The idea of the logos was invented by the ancient Greek philosopher, Heraclitus, but he was influenced by the Persians, so whether the concept could have passed into both Jewish and Greek tradition from Persia, or whether here is a Greek influence on the scriptures is hard to say. Evidence that it is directly from the Persian is that the “Word” in Hebrew (dabar) means a prophet’s utterance in 255 places in the scriptures out of about 265 in total. Since prophets spoke for God, they were speaking God’s “Word”, and the prophets were the Persian agents propagandising for the new ethical god.
The prophets were really speaking the Persian king’s word! The ethical force, the sharpness, the social idealism and, above all, the monotheism of the prophets is out of character with the Baalism of the time and place when they were supposed to have lived—the hills of Palestine in the eighth century BC. Monotheism, in the form of Zoroastrianism was on the horizon in the east and arrived with Cyrus in the sixth century, as the scriptures effectively concede by granting him the title of the messiah—the Jewish saviour.

**Information supplied:**
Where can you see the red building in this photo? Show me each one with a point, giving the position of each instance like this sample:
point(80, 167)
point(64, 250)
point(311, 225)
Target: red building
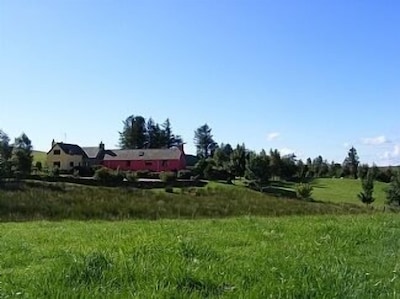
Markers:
point(157, 160)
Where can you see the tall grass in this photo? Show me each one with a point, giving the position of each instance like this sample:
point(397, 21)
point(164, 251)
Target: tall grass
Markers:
point(247, 257)
point(32, 201)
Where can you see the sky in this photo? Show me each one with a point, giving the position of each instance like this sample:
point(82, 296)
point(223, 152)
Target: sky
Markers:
point(308, 77)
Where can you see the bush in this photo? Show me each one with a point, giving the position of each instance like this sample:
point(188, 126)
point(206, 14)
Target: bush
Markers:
point(142, 174)
point(39, 166)
point(54, 172)
point(304, 191)
point(106, 175)
point(215, 174)
point(184, 174)
point(393, 191)
point(168, 177)
point(169, 189)
point(131, 177)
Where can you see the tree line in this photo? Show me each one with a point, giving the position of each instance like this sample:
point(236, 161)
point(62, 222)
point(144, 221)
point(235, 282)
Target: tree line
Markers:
point(137, 133)
point(16, 158)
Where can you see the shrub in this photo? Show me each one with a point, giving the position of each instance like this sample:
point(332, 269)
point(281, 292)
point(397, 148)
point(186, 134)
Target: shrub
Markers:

**Requests:**
a. In the passage about the logos, how many of the roughly 265 occurrences of the Hebrew "Word" (dabar) in the scriptures mean a prophet's utterance?
b. Reproduce the stretch of the records from their start through the line containing "point(131, 177)", leaving out the pictures.

**Response list:**
a. 255 of them.

b.
Where can you see the red building in this photo? Show me each one with a point, giving the position of each instance like this sample:
point(80, 167)
point(64, 250)
point(311, 225)
Target: red building
Markers:
point(157, 160)
Where can you see the tall grass in this photo? Show me each one with a point, giving the position of each instance like this sample:
point(397, 21)
point(164, 251)
Target: tall grass
Markers:
point(247, 257)
point(32, 201)
Where can you see the sky in this photo? Show me each one with a point, giving the position of each instance like this sample:
point(82, 296)
point(223, 152)
Target: sky
Markers:
point(308, 77)
Where can you see the bush in this photo? Show me each one with a point, giving the position of each instance like this sample:
point(188, 126)
point(206, 14)
Target: bush
Markers:
point(142, 174)
point(39, 166)
point(54, 172)
point(304, 191)
point(106, 175)
point(215, 174)
point(184, 174)
point(393, 191)
point(168, 177)
point(169, 189)
point(131, 177)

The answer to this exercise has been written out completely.